* _TASK INPUTS_:
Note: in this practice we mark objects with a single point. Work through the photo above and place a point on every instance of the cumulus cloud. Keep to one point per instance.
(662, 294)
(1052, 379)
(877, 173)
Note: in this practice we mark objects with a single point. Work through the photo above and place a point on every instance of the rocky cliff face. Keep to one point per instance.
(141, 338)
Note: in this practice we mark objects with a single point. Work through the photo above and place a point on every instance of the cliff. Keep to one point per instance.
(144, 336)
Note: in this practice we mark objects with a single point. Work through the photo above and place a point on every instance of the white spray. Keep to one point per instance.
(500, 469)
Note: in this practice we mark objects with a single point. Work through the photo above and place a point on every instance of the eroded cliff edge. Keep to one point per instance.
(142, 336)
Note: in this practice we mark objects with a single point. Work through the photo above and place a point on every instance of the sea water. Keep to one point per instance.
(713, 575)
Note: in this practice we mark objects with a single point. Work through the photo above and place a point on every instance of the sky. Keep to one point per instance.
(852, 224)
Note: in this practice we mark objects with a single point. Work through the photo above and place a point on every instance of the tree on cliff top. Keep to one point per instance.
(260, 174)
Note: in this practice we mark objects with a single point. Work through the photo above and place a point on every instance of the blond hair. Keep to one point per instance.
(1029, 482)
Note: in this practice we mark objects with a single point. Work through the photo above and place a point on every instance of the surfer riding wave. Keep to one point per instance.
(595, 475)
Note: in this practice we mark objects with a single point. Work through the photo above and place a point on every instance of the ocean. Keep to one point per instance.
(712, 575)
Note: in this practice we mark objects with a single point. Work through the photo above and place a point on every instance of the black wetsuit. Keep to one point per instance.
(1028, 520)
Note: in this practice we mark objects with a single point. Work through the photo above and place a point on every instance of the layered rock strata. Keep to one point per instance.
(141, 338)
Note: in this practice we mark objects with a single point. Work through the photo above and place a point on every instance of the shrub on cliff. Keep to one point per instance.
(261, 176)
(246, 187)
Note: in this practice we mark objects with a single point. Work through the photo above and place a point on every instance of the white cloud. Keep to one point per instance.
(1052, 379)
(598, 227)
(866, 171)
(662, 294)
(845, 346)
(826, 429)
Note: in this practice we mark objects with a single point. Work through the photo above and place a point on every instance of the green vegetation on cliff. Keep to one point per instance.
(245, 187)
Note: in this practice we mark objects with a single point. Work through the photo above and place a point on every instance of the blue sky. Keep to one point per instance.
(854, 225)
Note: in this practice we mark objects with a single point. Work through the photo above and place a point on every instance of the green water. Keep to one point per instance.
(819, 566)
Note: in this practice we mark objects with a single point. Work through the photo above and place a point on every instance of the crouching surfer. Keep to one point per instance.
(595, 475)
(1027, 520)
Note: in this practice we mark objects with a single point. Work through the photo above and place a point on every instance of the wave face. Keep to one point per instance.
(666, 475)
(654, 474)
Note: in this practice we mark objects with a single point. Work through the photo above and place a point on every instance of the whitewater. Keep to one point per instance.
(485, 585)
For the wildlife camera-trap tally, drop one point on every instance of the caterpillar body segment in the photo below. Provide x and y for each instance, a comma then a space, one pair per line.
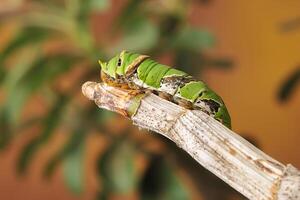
131, 70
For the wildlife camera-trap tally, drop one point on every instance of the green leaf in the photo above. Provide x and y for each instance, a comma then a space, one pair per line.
73, 169
161, 182
193, 39
51, 121
38, 74
289, 86
142, 37
71, 146
117, 168
99, 5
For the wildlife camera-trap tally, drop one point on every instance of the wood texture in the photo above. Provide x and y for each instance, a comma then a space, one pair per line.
233, 159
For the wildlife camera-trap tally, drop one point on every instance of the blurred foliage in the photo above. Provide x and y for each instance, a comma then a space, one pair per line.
51, 40
289, 86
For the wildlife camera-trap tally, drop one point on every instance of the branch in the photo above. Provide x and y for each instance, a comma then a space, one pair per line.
233, 159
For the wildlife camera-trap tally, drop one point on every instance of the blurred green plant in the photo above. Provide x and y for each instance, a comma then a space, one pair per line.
30, 67
289, 86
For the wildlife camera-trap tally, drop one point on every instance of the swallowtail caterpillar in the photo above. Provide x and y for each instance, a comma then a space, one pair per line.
139, 72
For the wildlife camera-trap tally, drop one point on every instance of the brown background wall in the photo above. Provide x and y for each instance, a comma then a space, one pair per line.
249, 33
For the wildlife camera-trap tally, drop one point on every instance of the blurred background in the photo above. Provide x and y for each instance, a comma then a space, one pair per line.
55, 144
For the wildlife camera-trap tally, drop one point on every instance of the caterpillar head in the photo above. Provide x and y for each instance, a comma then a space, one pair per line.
115, 66
122, 64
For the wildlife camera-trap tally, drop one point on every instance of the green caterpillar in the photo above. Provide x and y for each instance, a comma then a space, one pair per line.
138, 71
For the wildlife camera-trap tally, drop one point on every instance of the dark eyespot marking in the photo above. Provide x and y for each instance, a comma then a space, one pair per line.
119, 62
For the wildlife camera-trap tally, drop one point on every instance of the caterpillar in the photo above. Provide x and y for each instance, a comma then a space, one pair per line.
140, 72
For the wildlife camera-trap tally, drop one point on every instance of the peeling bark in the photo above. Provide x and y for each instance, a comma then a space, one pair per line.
229, 156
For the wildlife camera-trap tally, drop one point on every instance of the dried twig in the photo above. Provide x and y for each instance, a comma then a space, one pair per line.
241, 165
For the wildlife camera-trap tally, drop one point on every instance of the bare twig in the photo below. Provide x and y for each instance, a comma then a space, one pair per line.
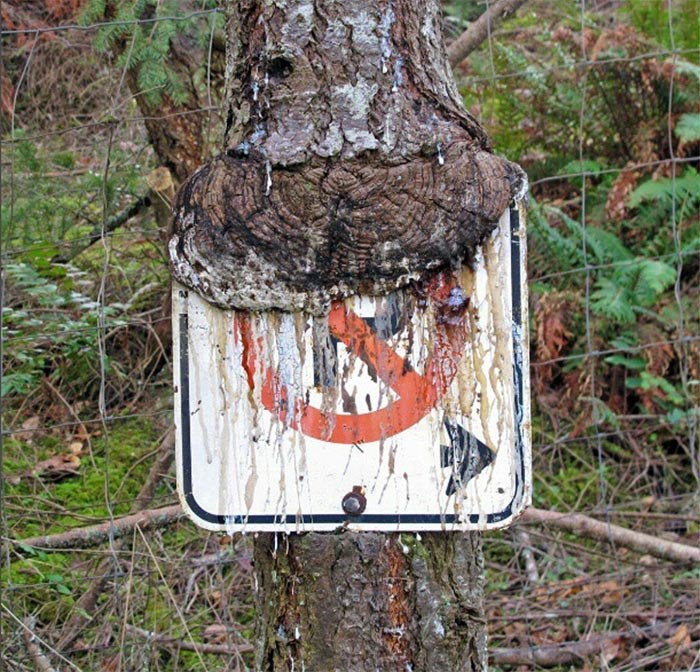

* _WHAT TO PRODUCE_:
Please repeat each record exactly and keep every picture out of the copy.

* _EXERCISE ANSWER_:
Note: in this practice we mark objects with a single point. Work through the photo above and place a point on every instance of the cumulus cloud. Keep to one point per instance.
(662, 294)
(1052, 379)
(877, 173)
Note: in this practice we mark objects with a single point. Work through the photo above and place a point on every instance of the rocky cliff face. Keep to one point per instance.
(141, 338)
Note: in this practice we mark objects with a single point. Work through the photo above and place a point on every instance of the cliff. Keep to one point per instance.
(144, 336)
Note: in this practice we mark objects with a single point. Work through the photo above and place a point on every instance of the white spray. Keep to one point per instance.
(500, 469)
Note: in this practice we mark objects with a single point. Work through the photo above and place a point on every instance of the eroded cliff edge. Keep to one point per instance.
(142, 336)
Note: in this practice we mark objects with a single point. Work through the photo above and place a point on every instance of the sea water. Keep to one point per instance.
(713, 575)
Note: in this practice we mark objects with a single point. Work through the photo above and place a point on every instance of the sky. Keep to one point per instance.
(852, 224)
Note: in this practice we mark objects with a single point. Work through the photo above and place a point on every instance of the tree on cliff top. Keep to one point per instance.
(260, 174)
Note: in this practice we mark objects with a single point. Work through the photo above and place a point on every instance of the blond hair. Keep to one point per instance.
(1029, 482)
Note: in this practice we mark objects with a single point. Work through the photo above and place a point on every instance of the surfer riding wave. Keep to one point per instance.
(595, 475)
Note: in this practice we mark objects with a single point. Work through the photo above and place a point on every instance of the ocean. Keep to one point per instance.
(712, 575)
Note: in this practice we mark objects with a single point. Work through the photo above and place a point on every instance of the black wetsuit. Keep to one point per instance.
(1028, 520)
Note: in this practice we mark objects with a single point. Work through the photo above and place a point on every instance of the layered rock strata. Keep to one point per instance.
(141, 338)
Note: in this practice we mark objects with a single point. Work through the photo above and place a point on every instance of the shrub on cliff. Keep to one point per instance.
(261, 176)
(246, 187)
Note: in this practice we mark objects with a single point. Work through the photo above and place a point on every instance of the white cloud. Keep to one point per instance.
(1052, 379)
(598, 227)
(866, 171)
(662, 294)
(845, 346)
(826, 429)
Note: in this practice we mark objects with a single point. Work through the photo above and place a point on every instance of the green vegetation on cliff. Keep to one point per instance.
(245, 187)
Note: in this practice we mark objects with a single point. Work through the photo above and place a point on every instance of the blue sky. Keep to one point per instance.
(854, 225)
Note: in this practice we mark objects with a single point. Work through the photo above and place a point on every instance of the green water. Keep to one point per instance.
(819, 566)
Note: in this practice we mark objects with a single point. Work through the photo above and place a point on every instance of the crouching surfer. Keep to one point per instance.
(595, 475)
(1027, 520)
Note: in this practice we mark objects with a single point. Work through the photo above and place a point on every instance of the wave face. Keep to one point per instance.
(666, 475)
(654, 474)
Note: in this practice we mark objects with a single point. Work through the photo above and place a point on every instance of the whitewater. Keep to one point per instance.
(485, 585)
For the wildlife camera-trap tally, drop one point on every instance of the caterpillar body segment in the photo below. Provide x and y for each instance, a comma then a space, one pair per line.
131, 70
For the wildlife camera-trap tally, drop one point on every instance of the green leaf in the photo above. Provide x and y for each instance, a comma then a space, one pair per line.
73, 169
161, 182
193, 39
51, 121
38, 74
289, 86
142, 37
71, 146
117, 168
99, 5
For the wildlife camera-trap tally, drop one point on every instance of the wood texture in the photo above. Provide x and y for each instance, a comma then a space, one pair per line.
233, 159
For the wildlife camera-trap tally, drop one point on every instance of the blurred foliage in the photo above. Provide x and y for each instance, a comma then a space, one pair per line.
51, 40
289, 86
For the wildlife camera-trap tally, drop one point on every instance of the branch in the photo above. Provide x and y for each instance, a comma then a space, one pair per line.
233, 159
For the wildlife camera-trap tally, drop one point on every instance of the blurred green plant in the photo above. Provide x and y for each instance, a comma then a space, one pair per line.
30, 67
289, 86
For the wildlife camera-trap tally, drop one point on every instance of the swallowtail caterpillar in the photo above. Provide x and y for each instance, a comma then a space, one pair per line.
139, 72
For the wildlife camera-trap tally, drop one point on every instance of the brown background wall in the photo above. Provide x and y for each instance, a comma then a space, one pair per line.
249, 33
For the wildlife camera-trap tally, drop one point on every instance of the blurred background in the photo above. Provide x and y for each instance, a comma then a space, one pair per line.
55, 144
For the wildlife camera-trap tally, drop one point on every instance of the caterpillar head in the photo above. Provide x and y for each instance, a comma then a space, one pair per line.
115, 66
122, 64
For the wildlife camera-trap tally, drop one point on every instance of the green caterpillar in the photo above. Provide x and y for each instance, a comma then a space, one pair per line.
138, 71
For the wildlife camera-trap tally, drop one point on every instance of the dark eyespot marking in the photo above. Provide x and y for each instance, a comma then a space, one pair per line.
119, 62
For the wildlife camera-trap tally, drop one point on every instance of the caterpillar in the photo above. Provide x and y for each instance, a comma then a space, one pair per line.
140, 72
For the wildlife camera-trap tally, drop one point on every instance of the peeling bark in the photo above. Provide x and y for each instance, a comma then a space, one pair per line.
229, 156
For the wildlife camera-trap tally, drop one point on every instance of the dried twig in the photo above. Provide x and y for each instance, a comma then a space, one pair per line.
241, 165
For the wildlife camera-trap tally, drop one point on every instance of the bare twig in the photo below. Provide x and y for each instance, a comma then a space, one pair per line.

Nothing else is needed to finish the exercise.